### Challenges
A - In the tangential tool holder thread, what task are shear bits said to be not so good at?
B - Write out the part of the tangential tool holder thread starting at "If you have" and ending at "(May 13, 2011)".

### Provided text

========

If you have the same tool holder as shown in the Video, could you post up some pics of yours? Im interested to see some detailed pics with the tool cutter out, to show the clamping arrangement better. Any and all pics would be good, even the fixture to sharpen the bits, but not a primary concern for me.

Thanks
Paul


----------



## EarlH (May 13, 2011)

ok  I'll find the camera and take some pictures.


----------



## 8ntsane (May 14, 2011)

Earl
that would be great, thanks.

Paul


----------



## ddmunroe (May 23, 2014)

Hi all,
At the risk of sounding daft what is the purpose of a tangient tool holder and what are it's advantages.
(Is it a holder used for when sharpening HSS ?)
)dd


----------



## Rick Leslie (May 23, 2014)

ddmunroe said:


> Hi all,
> At the risk of sounding daft what is the purpose of a tangient tool holder and what are it's advantages.
> (Is it a holder used for when sharpening HSS ?)
> )dd



I think the main advantage of this type of tool/holder is the force applied against the cutter during use is directed downward into the heavy portion of the tool holder versus the force being applied along the slimmer horizontal portion of a conventional tool holder.

There's quite a few threads and info on these tools and homemade holder. Google should turn up some excellent results. And this is also on my 'must build when I get time' list as well. Along with the vertical shear bit.

Some search results:
http://mikesworkshop.weebly.com/tangential-tool-holder.html
http://www.modelenginemaker.com/index.php?topic=712.45
http://www.gadgetbuilder.com/VerticalShearBit.html
http://www.chaski.org/homemachinist/viewtopic.php?t=84313


----------



## ddmunroe (May 23, 2014)

> If the edge dulls just change the height to use a different part of the edge or re-hone when the whole edge is dull. Since the chip slides along in contact with the bit for a fair distance (due to the narrow angle) this promotes heat transfer and wear



Is this another spin off from the tangential tool ..... never have I heard the tool center height was no longer important !

Can read more via this link : http://www.gadgetbuilder.com/VerticalShearBit.html


Thank's for posting​ the article Rick (prior post)


----------



## stevecmo (May 24, 2014)

ddmunroe,

The picture you posted is a shear bit, not a tangential tool.  The shear bit can contact the workpiece anywhere along the angled surface.  They work great for taking really small cuts that result in a great finish.

Steve


----------



## Hawkeye (May 24, 2014)

Shear bits work really nicely, but aren't so good cutting to a shoulder. Tangentials can turn and face from the same position.


----------



## Splat (May 25, 2014)

*Here's* another review of the Diamond tangential toolholder.


----------



## ddmunroe (May 25, 2014)

Splat,
That video is probably the best in explaining and illustrating the tangential tool.
Threading too !!
Much appreciated
dd


----------

========

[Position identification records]
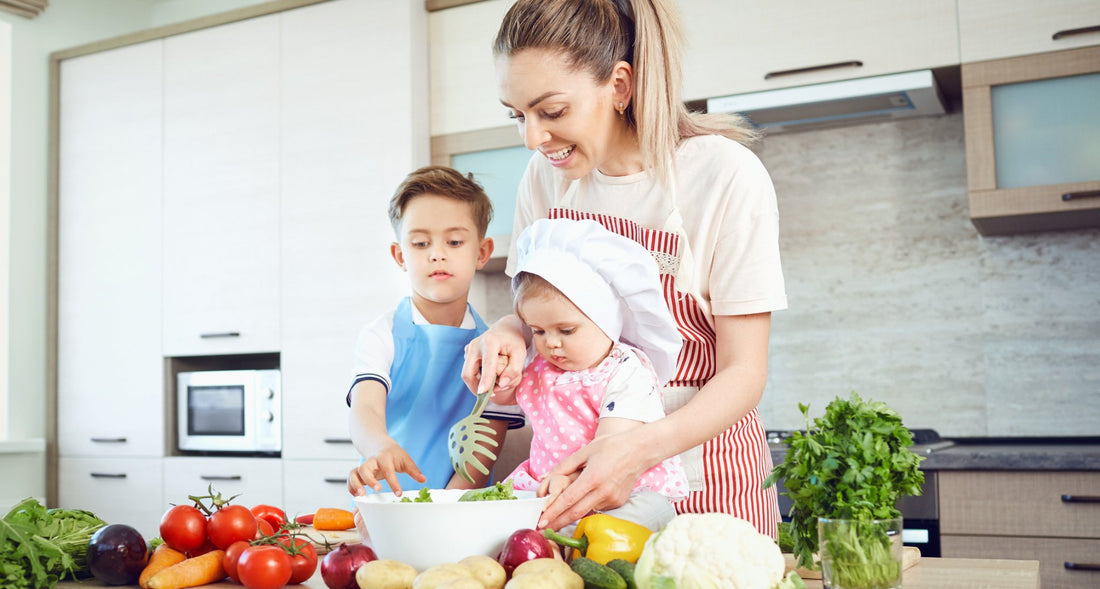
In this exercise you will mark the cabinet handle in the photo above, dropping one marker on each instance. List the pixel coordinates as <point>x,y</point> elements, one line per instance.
<point>854,63</point>
<point>1082,194</point>
<point>220,477</point>
<point>1080,499</point>
<point>1071,32</point>
<point>1080,566</point>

========

### Response list
A - Cutting to a shoulder.

B -
If you have the same tool holder as shown in the Video, could you post up some pics of yours? Im interested to see some detailed pics with the tool cutter out, to show the clamping arrangement better. Any and all pics would be good, even the fixture to sharpen the bits, but not a primary concern for me.

Thanks
Paul


----------



## EarlH (May 13, 2011)